→ DIRECTIONS:
Collect every line in the entries below that contains the word "blue", and copy each one in full. The match is case-sensitive.

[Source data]
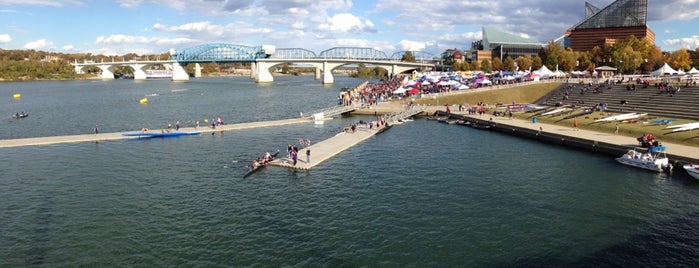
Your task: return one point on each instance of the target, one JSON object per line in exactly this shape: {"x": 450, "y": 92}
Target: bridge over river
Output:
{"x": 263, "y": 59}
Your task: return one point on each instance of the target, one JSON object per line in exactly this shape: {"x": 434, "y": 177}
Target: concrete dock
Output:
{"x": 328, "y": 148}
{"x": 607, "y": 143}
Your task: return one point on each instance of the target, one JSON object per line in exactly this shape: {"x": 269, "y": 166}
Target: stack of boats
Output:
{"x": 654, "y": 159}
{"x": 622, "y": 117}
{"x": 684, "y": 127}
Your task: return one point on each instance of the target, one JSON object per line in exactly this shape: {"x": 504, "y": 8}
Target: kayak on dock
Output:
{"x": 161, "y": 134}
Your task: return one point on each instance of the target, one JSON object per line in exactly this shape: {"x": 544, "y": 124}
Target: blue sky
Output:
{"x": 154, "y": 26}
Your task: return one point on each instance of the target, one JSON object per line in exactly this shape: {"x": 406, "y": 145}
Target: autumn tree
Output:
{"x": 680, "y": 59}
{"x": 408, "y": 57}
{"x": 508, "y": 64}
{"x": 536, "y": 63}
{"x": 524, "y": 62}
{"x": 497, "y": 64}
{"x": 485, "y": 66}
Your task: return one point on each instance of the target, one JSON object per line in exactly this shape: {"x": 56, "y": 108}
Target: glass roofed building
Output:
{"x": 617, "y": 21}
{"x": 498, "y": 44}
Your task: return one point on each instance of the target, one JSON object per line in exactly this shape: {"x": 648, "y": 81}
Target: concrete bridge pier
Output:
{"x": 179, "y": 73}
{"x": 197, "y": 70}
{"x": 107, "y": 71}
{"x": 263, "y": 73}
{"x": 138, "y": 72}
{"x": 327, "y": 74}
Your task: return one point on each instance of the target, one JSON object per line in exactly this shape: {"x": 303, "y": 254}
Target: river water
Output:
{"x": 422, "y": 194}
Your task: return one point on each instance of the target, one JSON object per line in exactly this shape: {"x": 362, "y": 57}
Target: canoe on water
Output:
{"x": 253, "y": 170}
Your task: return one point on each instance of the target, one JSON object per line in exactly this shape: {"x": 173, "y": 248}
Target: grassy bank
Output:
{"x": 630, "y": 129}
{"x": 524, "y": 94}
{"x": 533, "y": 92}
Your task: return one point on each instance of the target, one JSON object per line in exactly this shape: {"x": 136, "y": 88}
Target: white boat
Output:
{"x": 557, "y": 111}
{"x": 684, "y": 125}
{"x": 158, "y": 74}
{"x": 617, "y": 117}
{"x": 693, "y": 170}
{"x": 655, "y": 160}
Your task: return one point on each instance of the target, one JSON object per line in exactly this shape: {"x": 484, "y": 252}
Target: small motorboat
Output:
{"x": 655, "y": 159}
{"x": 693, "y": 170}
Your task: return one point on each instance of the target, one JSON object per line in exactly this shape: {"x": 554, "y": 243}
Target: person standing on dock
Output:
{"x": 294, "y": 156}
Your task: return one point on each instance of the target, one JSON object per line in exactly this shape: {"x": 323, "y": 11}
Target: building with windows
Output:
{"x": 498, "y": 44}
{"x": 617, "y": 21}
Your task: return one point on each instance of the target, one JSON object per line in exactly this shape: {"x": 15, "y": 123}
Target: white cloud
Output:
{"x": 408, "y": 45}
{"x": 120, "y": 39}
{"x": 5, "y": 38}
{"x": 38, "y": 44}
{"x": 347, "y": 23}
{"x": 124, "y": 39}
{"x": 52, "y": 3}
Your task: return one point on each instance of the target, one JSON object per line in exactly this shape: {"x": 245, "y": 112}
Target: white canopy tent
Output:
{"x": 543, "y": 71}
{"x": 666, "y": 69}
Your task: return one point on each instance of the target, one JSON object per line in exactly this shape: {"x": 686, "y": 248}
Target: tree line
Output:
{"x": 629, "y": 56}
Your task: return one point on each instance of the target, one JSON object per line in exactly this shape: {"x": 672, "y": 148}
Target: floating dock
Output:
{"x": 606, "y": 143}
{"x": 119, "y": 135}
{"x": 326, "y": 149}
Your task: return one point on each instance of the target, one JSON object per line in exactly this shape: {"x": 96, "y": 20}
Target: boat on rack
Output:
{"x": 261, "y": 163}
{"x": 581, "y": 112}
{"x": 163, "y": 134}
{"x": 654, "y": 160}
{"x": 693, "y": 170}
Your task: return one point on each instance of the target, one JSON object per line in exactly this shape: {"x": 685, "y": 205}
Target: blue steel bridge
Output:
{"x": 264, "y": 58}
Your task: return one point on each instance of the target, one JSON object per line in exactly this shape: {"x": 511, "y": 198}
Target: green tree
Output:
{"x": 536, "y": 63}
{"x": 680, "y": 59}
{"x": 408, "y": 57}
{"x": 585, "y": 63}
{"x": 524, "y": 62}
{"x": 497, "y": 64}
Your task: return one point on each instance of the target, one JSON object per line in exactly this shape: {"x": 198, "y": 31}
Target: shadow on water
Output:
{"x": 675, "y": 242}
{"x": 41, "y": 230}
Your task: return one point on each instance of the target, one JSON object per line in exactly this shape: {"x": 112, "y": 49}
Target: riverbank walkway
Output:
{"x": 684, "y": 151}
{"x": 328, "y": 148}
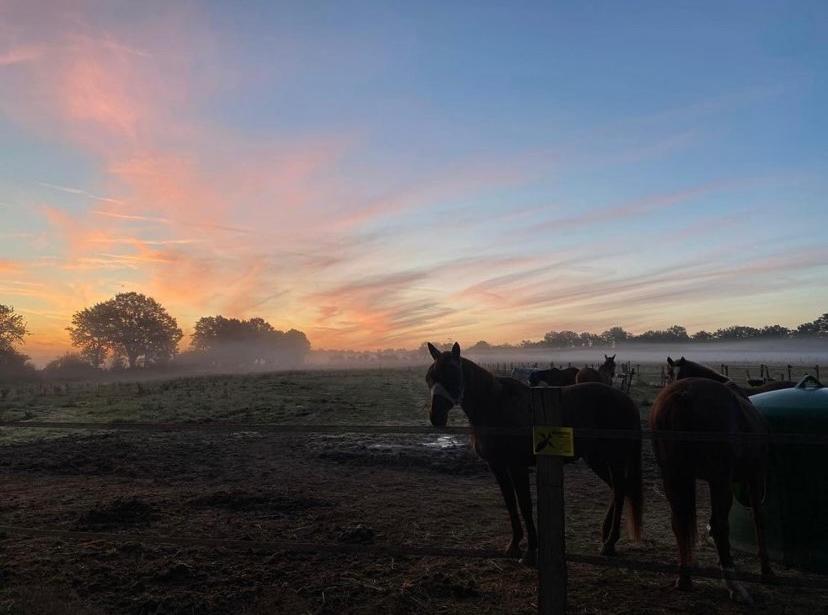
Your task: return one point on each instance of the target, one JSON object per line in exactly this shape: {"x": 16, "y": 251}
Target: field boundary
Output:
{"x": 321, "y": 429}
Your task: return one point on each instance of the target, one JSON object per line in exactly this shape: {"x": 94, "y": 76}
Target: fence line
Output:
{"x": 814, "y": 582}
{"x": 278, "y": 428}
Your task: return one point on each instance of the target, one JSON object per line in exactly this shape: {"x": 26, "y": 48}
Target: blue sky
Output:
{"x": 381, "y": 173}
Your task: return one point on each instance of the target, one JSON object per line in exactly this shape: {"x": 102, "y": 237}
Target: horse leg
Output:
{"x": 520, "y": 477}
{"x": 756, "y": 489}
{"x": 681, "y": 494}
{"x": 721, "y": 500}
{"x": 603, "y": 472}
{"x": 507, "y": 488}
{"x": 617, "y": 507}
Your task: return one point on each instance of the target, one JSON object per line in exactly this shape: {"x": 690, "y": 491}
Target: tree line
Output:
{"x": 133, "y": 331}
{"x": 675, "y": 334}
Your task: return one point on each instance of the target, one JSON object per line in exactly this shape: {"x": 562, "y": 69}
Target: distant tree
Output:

--

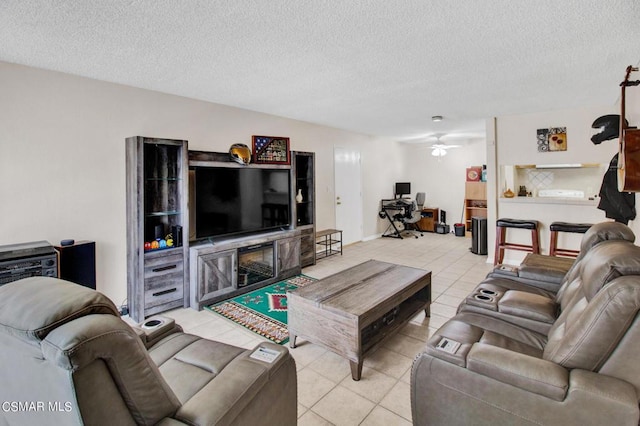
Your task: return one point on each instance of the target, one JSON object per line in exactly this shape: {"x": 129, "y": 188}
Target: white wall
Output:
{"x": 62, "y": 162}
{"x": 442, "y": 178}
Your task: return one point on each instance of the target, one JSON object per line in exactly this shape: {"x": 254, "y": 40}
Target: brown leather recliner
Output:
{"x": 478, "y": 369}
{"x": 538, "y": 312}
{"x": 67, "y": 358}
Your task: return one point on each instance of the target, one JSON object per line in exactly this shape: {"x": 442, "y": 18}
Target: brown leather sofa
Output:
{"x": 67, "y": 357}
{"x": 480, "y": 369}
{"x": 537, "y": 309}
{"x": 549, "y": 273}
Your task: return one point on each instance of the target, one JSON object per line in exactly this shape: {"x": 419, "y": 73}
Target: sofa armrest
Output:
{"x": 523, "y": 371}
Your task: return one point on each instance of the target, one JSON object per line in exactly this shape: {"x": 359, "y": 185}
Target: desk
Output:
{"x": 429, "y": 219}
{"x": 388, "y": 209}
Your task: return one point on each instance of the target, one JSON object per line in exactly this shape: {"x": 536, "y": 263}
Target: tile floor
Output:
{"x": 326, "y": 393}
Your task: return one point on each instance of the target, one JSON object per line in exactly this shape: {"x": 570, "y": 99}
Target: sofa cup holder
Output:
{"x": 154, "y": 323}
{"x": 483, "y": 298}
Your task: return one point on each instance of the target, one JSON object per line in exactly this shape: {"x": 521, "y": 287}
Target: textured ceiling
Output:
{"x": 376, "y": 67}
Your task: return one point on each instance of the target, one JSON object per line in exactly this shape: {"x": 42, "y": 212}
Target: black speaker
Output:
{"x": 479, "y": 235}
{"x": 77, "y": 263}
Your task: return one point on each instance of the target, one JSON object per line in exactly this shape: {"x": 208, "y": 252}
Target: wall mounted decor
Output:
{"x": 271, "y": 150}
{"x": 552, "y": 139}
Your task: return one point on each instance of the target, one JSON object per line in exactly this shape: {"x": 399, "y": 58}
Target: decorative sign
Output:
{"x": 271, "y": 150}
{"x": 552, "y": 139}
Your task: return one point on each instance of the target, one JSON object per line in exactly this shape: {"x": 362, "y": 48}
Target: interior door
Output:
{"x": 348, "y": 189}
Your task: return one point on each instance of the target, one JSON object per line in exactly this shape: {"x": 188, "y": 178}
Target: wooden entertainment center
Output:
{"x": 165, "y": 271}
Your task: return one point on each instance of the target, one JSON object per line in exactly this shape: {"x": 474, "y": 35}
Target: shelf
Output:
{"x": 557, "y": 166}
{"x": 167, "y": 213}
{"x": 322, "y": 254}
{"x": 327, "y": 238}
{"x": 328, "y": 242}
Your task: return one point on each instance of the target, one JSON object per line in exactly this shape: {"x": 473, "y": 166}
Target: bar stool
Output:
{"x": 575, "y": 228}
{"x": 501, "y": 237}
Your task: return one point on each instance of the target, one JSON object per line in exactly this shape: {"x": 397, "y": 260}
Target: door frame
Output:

---

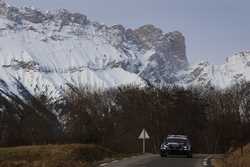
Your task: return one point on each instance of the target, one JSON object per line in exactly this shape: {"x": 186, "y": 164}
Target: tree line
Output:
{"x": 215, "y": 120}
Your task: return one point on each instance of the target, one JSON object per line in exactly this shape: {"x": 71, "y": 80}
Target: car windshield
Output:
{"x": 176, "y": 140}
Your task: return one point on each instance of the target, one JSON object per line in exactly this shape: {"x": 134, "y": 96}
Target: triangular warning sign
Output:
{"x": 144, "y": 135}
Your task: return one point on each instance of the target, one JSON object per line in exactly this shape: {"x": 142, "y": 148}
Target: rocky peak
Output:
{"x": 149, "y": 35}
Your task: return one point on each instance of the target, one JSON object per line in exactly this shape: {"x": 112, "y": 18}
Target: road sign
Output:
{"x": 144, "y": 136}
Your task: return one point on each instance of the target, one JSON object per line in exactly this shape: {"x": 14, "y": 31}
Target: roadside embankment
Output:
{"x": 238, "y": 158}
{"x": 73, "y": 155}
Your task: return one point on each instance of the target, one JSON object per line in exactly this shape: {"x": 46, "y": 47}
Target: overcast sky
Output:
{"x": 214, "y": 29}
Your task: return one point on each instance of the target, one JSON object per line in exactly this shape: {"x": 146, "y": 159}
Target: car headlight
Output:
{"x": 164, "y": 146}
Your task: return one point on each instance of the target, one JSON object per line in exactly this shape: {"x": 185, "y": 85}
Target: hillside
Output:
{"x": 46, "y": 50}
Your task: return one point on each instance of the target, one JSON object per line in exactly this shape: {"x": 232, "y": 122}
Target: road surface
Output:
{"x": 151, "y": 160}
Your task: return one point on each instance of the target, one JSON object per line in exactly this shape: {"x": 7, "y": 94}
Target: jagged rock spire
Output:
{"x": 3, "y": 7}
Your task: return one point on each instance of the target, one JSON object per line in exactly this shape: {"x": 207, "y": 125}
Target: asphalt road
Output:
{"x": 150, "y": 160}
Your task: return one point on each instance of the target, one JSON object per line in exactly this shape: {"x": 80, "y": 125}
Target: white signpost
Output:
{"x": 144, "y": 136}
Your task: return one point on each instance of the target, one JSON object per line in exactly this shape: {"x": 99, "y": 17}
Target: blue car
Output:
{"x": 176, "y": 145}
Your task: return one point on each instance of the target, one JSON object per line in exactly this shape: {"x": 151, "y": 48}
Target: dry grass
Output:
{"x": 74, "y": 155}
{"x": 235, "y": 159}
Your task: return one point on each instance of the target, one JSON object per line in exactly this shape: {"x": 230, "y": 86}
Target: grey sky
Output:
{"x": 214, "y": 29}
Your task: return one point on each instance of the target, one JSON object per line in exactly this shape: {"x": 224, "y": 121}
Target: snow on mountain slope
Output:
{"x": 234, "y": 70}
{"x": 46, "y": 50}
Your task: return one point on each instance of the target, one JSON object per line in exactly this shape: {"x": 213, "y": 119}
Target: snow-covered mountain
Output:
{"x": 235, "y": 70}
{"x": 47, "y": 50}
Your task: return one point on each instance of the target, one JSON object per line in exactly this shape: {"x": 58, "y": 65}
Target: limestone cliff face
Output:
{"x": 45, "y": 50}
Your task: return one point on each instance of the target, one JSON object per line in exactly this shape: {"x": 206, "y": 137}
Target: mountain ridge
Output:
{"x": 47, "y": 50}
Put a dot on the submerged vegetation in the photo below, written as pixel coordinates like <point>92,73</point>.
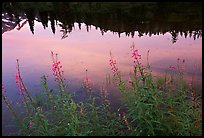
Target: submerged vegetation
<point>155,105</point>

→ OUTPUT FOR THIS TASK:
Target: blue sky
Target: blue steel bridge
Target: blue sky
Target: blue car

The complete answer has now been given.